- [What you are asked to do]:
Go through the entries below, count every line with the string "airplane", and answer with only that number.

Available records: Begin

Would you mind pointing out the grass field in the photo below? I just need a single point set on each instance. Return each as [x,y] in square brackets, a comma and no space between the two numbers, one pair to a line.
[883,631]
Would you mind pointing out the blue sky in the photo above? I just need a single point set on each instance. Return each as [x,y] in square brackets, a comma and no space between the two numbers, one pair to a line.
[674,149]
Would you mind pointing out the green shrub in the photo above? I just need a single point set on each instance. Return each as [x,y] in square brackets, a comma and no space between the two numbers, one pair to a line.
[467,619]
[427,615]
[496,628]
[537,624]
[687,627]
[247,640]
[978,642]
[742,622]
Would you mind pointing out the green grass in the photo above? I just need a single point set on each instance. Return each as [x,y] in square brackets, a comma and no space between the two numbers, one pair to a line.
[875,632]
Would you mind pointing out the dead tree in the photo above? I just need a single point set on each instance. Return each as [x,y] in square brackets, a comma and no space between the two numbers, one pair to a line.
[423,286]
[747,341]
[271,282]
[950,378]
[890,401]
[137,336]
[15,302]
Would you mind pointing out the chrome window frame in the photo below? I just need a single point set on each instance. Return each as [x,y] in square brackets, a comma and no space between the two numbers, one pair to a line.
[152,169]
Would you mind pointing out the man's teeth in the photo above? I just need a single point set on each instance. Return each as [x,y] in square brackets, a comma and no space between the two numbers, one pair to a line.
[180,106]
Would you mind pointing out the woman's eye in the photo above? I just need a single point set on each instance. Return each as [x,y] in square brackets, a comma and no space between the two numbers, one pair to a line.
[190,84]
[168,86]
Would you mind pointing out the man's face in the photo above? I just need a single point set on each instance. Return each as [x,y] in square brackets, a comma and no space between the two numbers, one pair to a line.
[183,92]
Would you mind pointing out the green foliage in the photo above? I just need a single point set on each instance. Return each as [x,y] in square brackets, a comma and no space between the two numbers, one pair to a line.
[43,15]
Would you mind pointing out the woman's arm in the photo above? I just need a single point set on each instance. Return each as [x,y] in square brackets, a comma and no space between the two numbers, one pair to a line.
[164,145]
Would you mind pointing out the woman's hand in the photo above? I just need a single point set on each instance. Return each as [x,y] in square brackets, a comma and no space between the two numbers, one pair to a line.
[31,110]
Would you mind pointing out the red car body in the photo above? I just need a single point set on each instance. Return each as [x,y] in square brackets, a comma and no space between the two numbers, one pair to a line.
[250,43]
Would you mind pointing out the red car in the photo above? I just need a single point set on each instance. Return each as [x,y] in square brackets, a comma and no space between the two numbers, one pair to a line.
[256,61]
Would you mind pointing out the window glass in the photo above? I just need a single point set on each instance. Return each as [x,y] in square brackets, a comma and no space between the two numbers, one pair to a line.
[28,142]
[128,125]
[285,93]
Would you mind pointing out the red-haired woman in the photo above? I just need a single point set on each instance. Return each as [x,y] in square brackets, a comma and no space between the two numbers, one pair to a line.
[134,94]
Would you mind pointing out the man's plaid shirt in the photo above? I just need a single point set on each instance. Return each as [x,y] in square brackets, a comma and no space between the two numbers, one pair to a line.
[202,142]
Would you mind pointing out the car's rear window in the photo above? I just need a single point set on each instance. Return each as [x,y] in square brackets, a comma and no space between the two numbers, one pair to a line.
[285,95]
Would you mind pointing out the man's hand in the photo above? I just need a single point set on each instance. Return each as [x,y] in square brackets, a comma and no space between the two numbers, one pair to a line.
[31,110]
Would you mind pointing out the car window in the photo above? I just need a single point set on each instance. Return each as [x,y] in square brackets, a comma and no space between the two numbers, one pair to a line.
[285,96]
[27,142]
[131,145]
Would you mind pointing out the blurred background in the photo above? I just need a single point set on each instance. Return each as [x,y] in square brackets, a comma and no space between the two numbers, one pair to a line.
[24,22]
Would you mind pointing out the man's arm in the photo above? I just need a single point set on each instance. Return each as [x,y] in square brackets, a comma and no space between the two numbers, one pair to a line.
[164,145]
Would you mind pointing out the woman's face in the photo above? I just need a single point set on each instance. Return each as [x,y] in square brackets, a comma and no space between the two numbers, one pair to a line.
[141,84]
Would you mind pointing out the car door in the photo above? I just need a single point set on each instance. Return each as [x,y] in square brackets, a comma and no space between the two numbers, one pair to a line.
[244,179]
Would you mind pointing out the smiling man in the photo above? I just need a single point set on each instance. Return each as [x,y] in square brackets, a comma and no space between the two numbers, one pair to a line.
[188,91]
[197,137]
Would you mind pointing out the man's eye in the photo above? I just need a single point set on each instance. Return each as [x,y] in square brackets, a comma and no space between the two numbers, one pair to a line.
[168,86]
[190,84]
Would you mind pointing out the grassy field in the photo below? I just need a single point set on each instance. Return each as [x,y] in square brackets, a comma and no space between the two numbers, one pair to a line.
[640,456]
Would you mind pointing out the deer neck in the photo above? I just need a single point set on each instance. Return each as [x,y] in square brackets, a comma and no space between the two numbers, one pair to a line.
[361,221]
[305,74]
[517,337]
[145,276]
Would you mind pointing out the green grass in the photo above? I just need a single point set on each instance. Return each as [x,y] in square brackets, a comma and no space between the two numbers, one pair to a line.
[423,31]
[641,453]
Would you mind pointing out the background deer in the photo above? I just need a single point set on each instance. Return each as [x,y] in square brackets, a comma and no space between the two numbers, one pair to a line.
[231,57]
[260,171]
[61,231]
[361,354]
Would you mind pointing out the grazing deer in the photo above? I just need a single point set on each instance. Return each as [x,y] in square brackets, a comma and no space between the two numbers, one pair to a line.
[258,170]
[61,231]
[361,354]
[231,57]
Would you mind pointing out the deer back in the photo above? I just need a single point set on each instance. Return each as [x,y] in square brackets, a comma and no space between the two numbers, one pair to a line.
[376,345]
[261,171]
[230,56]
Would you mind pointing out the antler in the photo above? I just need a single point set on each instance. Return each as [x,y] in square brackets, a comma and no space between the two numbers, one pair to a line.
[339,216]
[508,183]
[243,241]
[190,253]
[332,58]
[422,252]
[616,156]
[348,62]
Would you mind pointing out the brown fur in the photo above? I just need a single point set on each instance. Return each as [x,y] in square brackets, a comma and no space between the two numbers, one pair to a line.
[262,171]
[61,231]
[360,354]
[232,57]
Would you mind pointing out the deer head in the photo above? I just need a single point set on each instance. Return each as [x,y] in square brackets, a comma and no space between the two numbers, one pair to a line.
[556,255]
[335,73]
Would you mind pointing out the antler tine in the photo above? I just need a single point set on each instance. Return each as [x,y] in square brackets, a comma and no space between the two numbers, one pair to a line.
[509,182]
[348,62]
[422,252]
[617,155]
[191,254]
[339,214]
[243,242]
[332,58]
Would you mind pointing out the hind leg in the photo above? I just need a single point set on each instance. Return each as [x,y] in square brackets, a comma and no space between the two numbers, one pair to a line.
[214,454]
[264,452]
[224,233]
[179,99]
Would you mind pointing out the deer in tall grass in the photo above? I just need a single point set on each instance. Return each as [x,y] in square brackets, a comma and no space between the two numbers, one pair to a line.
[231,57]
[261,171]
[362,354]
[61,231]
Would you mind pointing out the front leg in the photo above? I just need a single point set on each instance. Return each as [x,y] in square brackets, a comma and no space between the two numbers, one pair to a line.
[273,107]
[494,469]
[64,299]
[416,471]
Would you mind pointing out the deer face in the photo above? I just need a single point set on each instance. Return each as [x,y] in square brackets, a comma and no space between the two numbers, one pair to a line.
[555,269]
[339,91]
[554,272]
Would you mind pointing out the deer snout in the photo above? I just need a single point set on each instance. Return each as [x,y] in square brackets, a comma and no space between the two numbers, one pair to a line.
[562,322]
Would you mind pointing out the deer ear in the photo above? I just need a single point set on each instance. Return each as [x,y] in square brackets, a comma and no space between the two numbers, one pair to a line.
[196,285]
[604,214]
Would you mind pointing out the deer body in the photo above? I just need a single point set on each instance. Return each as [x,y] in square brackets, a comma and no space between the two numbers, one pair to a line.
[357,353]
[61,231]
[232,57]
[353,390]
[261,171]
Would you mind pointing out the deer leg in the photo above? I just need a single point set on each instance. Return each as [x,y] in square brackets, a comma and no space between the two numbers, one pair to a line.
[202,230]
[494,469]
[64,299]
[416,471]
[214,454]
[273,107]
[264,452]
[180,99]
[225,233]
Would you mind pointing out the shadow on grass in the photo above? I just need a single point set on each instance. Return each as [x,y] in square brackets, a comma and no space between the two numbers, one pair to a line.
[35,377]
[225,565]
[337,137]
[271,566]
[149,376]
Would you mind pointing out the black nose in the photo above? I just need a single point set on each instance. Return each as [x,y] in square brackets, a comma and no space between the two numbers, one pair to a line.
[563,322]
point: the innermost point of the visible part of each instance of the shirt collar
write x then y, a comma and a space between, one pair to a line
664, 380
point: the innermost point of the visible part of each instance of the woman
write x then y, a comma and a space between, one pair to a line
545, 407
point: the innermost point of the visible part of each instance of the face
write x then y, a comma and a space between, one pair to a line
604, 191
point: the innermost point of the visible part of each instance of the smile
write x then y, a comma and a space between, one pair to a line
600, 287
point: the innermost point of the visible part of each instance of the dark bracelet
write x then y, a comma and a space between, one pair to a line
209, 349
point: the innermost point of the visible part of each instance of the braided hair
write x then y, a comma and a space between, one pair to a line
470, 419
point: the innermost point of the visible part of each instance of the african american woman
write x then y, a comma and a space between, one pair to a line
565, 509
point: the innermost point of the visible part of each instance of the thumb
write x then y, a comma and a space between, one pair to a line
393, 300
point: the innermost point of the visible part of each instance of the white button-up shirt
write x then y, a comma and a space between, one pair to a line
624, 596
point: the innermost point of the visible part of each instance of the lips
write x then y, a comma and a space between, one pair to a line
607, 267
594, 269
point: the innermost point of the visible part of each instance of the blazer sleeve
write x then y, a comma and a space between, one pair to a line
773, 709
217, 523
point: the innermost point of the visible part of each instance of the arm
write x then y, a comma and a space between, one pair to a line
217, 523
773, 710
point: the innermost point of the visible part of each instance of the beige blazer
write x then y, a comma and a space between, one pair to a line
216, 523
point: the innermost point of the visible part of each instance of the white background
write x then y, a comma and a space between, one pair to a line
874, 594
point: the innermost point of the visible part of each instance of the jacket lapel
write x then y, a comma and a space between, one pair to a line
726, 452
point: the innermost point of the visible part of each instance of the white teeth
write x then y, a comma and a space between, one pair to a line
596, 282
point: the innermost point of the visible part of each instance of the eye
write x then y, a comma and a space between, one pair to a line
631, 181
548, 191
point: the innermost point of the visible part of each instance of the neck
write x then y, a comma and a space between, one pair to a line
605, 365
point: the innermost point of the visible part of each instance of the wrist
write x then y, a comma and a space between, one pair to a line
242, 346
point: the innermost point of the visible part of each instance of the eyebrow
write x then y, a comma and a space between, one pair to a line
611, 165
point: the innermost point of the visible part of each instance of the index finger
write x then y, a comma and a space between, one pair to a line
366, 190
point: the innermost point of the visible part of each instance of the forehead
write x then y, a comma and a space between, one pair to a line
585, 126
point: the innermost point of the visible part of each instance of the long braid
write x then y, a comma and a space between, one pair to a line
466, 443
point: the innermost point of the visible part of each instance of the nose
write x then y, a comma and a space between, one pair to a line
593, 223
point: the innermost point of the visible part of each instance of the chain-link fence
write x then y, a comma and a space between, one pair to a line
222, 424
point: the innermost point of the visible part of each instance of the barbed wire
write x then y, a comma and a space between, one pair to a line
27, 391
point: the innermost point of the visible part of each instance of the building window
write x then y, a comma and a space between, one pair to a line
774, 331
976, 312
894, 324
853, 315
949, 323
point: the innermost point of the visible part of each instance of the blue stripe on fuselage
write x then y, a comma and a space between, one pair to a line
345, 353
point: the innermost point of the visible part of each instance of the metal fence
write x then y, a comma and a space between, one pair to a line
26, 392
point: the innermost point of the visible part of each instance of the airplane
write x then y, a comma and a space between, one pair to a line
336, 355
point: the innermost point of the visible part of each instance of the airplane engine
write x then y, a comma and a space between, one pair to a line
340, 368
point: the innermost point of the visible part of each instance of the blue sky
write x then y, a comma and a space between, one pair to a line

Available records: End

- [Response below]:
2